**DATA FOR PROCESSING:**
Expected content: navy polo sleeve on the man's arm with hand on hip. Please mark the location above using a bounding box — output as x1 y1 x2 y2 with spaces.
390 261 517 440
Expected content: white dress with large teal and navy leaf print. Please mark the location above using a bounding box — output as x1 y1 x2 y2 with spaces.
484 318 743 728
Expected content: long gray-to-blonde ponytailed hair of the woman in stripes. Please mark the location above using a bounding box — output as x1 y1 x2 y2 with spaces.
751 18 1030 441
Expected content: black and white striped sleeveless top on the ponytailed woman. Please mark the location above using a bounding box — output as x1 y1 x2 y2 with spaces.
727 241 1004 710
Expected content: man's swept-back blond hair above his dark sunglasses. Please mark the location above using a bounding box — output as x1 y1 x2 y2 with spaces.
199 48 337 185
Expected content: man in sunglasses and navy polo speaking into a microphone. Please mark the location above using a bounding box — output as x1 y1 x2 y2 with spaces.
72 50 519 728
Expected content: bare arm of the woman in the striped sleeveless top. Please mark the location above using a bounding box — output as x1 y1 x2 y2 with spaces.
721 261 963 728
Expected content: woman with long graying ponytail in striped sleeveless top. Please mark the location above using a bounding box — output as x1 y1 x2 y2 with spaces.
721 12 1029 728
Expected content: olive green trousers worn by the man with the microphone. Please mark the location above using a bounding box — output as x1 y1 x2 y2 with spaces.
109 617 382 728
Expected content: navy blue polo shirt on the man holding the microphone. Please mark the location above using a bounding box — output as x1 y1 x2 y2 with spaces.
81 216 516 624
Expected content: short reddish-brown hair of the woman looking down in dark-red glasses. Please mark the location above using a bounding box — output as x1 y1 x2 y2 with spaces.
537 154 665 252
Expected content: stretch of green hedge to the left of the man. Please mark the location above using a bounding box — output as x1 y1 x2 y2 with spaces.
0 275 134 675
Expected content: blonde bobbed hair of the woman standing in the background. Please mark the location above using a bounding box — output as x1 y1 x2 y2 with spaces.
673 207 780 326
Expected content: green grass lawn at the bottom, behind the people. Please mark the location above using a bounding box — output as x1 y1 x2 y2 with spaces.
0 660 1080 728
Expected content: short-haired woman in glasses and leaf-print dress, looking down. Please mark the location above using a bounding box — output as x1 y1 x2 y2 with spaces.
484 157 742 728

**EXERCISE DESCRIPTION:** The lines above should be duplicated exactly.

**THE ANSWER:**
Expected content: navy polo sleeve on the man's arm with hand on hip. Please mark the location above using a bounding box — output as x1 y1 x2 y2 with spaces.
390 261 517 440
Expected content: white dress with large teal and navy leaf print. Please mark the location above using a bounding box — output as x1 y1 x2 y2 with spaces.
484 318 743 728
Expected content: long gray-to-blonde ponytailed hair of the woman in stripes. Please mark the location above using a bounding box — output as x1 y1 x2 y2 with spaces.
751 18 1030 441
Expected content: black and white striped sleeveless top on the ponytailed woman. Please mark the location above using a bounding box — output as x1 y1 x2 y2 with spaces.
727 241 1004 710
Expected content: man's swept-back blond hair above his dark sunglasses. Please mark the location above using a bounding box — output as x1 y1 x2 y2 with spaces.
199 48 337 185
Expected content: man in sunglasses and navy polo speaking into a microphone. Please mark the location above using a bounding box — output as x1 y1 x2 y2 with spaces.
72 50 519 728
Expected content: bare arm of the woman in the striped sleeveless top. Please mark the location above using a bounding box — output as x1 y1 x2 y2 with spaces.
721 261 963 728
Expected content: woman with long graying ponytail in striped sleeveless top. Please mark the location above using a bounding box — output as x1 y1 x2 y2 with spaces.
721 12 1029 728
Expected content: olive green trousers worn by the man with the microphone. Please mark the location above using a bounding box — output as x1 y1 x2 y2 with spaces.
109 617 382 728
Expected content: navy blue polo shirt on the man holding the microphone. Please mark the location above using a bounding box — output as x1 y1 x2 y2 with spaces.
81 216 516 624
Expected content: short reddish-brown hair of the woman looking down in dark-red glasses. Please mark the location above using a bounding box — output as x1 y1 x2 y2 with spaces.
537 154 665 252
Expected content: stretch of green hedge to the left of the man. Please mark the location above using a bounding box — output as x1 y1 x2 y2 with spaces.
0 275 134 675
Expected content: blonde bobbed hair of the woman standing in the background. Please mark the location above using a bounding box — output as x1 y1 x2 y2 with spaces.
673 207 780 326
Expected content: green grass lawn at the bottom, behind the people. Please mark the location above using a bounding box — output as x1 y1 x2 y2 with spaces.
0 660 1080 728
Expected content: short-haired woman in glasses and leaf-print dress, looking down. Please mark the location above using a bounding box — output as x1 y1 x2 y2 with spaces.
484 157 742 728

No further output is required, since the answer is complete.